[Required tasks]
(1) Copy everything in the post about mapping countries to continents from "On Tue, Aug" down to "hard-codes the mapping.".
(2) Summarize the post about mapping countries to continents in two sentences.
(3) Write the next part of the post about mapping countries to continents, picking up right after its final sentence.

[Text shown]
Re: Transform data at index time: country -> continent

Posted by Raymond Wiker <rw...@gmail.com>.
Another option might be to use a pre-existing web service... it should be
relatively easy to add that to your dataimporthandler configuration (if
you're using DIH, that is :-)

A quick google search gave me http://www.geonames.org; see
http://www.geonames.org/export/ for API information.


On Tue, Aug 6, 2013 at 11:18 AM, Christian Köhler - ZFMK
<c....@zfmk.de>wrote:

> Am 05.08.2013 15:52, schrieb Jack Krupansky:
>
>> You can write a brute force JavaScript script using the StatelessScript
>> update processor that hard-codes the mapping.
>>
>
> I'll probably do something like this. Unfortunately I have no influence
> on the original db itself, so I have fix this in solr.

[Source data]

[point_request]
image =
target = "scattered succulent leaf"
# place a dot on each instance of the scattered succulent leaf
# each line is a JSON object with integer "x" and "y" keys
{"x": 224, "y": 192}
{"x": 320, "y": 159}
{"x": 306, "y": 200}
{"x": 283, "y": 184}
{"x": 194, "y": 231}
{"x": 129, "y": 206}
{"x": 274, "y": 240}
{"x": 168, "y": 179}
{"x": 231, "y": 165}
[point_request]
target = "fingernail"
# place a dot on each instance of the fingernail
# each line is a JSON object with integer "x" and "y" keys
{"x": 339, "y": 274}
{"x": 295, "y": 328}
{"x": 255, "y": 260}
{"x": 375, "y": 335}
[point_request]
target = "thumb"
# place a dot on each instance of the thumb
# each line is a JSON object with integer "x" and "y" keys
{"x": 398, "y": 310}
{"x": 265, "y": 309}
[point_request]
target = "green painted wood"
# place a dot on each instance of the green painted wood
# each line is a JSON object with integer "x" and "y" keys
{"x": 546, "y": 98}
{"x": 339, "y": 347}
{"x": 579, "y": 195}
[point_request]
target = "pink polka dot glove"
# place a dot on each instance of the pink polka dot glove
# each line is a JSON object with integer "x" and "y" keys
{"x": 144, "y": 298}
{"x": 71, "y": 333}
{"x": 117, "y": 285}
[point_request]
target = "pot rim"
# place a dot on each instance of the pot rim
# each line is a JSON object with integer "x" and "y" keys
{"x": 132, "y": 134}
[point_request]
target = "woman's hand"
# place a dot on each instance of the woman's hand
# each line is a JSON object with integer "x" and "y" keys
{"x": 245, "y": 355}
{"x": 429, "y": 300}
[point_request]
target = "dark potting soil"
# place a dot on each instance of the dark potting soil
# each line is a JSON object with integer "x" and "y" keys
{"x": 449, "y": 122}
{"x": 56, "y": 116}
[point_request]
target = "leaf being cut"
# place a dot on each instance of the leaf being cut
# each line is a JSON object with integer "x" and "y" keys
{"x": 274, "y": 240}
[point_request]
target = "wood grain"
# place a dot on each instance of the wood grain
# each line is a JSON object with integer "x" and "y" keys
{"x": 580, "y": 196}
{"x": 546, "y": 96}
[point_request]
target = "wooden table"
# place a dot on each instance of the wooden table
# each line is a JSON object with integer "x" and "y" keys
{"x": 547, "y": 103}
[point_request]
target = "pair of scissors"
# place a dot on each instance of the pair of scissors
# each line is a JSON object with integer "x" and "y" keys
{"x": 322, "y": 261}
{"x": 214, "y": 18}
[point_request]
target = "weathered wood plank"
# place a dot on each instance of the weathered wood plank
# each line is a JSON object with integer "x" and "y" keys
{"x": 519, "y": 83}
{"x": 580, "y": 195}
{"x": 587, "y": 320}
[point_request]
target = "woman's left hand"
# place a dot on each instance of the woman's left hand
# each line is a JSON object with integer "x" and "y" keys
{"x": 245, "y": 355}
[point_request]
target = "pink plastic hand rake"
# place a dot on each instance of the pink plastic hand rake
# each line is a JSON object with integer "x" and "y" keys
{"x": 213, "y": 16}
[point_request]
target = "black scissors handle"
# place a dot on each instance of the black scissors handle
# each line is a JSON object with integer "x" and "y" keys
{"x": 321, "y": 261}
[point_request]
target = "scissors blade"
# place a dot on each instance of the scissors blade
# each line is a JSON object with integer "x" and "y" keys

[Answer set]
(1)
On Tue, Aug 6, 2013 at 11:18 AM, Christian Köhler - ZFMK
<c....@zfmk.de>wrote:

> Am 05.08.2013 15:52, schrieb Jack Krupansky:
>
>> You can write a brute force JavaScript script using the StatelessScript
>> update processor that hard-codes the mapping.

(2) Raymond Wiker suggests using a pre-existing web service, which should be relatively easy to add to a DataImportHandler configuration, and points to geonames.org and its export page for API information. The quoted message from Christian Köhler says that the plan will probably be something like Jack Krupansky's idea of a brute-force JavaScript script that uses the StatelessScript update processor to hard-code the mapping.

(3)
>
> Cheers
> Chris
>
>
> --
> Zoologisches Forschungsmuseum Alexander Koenig
> - Leibniz-Institut für Biodiversität der Tiere -
> Adenauerallee 160, 53113 Bonn, Germany
> www.zfmk.de
>
> Stiftung des öffentlichen Rechts; Direktor: Prof. J. Wolfgang Wägele
> Sitz: Bonn
>

Re: Transform data at index time: country -> continent

Posted by Christian Köhler - ZFMK <c....@zfmk.de>.
Hi,

> One interesting issue: These countries that span continents - Turkey and
> Russia and some of the former USSR Republics.
>
> I arbitrarily assigned them a single continent:
>
> // Note: Turkey is mapped to Asia, and Russia to Europe,
> //       Azerbaijan to Asia, Armenia to Asia, Cyprus to Asia,
> //       Georgia to Asia, Kazakhstan to Asia,

I came across the same problem. Not to mention the oversee territories
of France, the Netherlands, ...

> (I hope I don't get too much hate mail from the Greeks for considering
> Cyprus to be part of Asia, but it is closer.)

I'd rather assign them to both continents. A false positive is (in my
case) better than a miss. My data provides a geo coordinate for each
record which I could use for a clarification when in doubt - but this
might be an other topic.

>
> I suppose continent could be multivalued or maybe a composite string
> ("eu/as" or "eu+as"), but that has an impact on queries.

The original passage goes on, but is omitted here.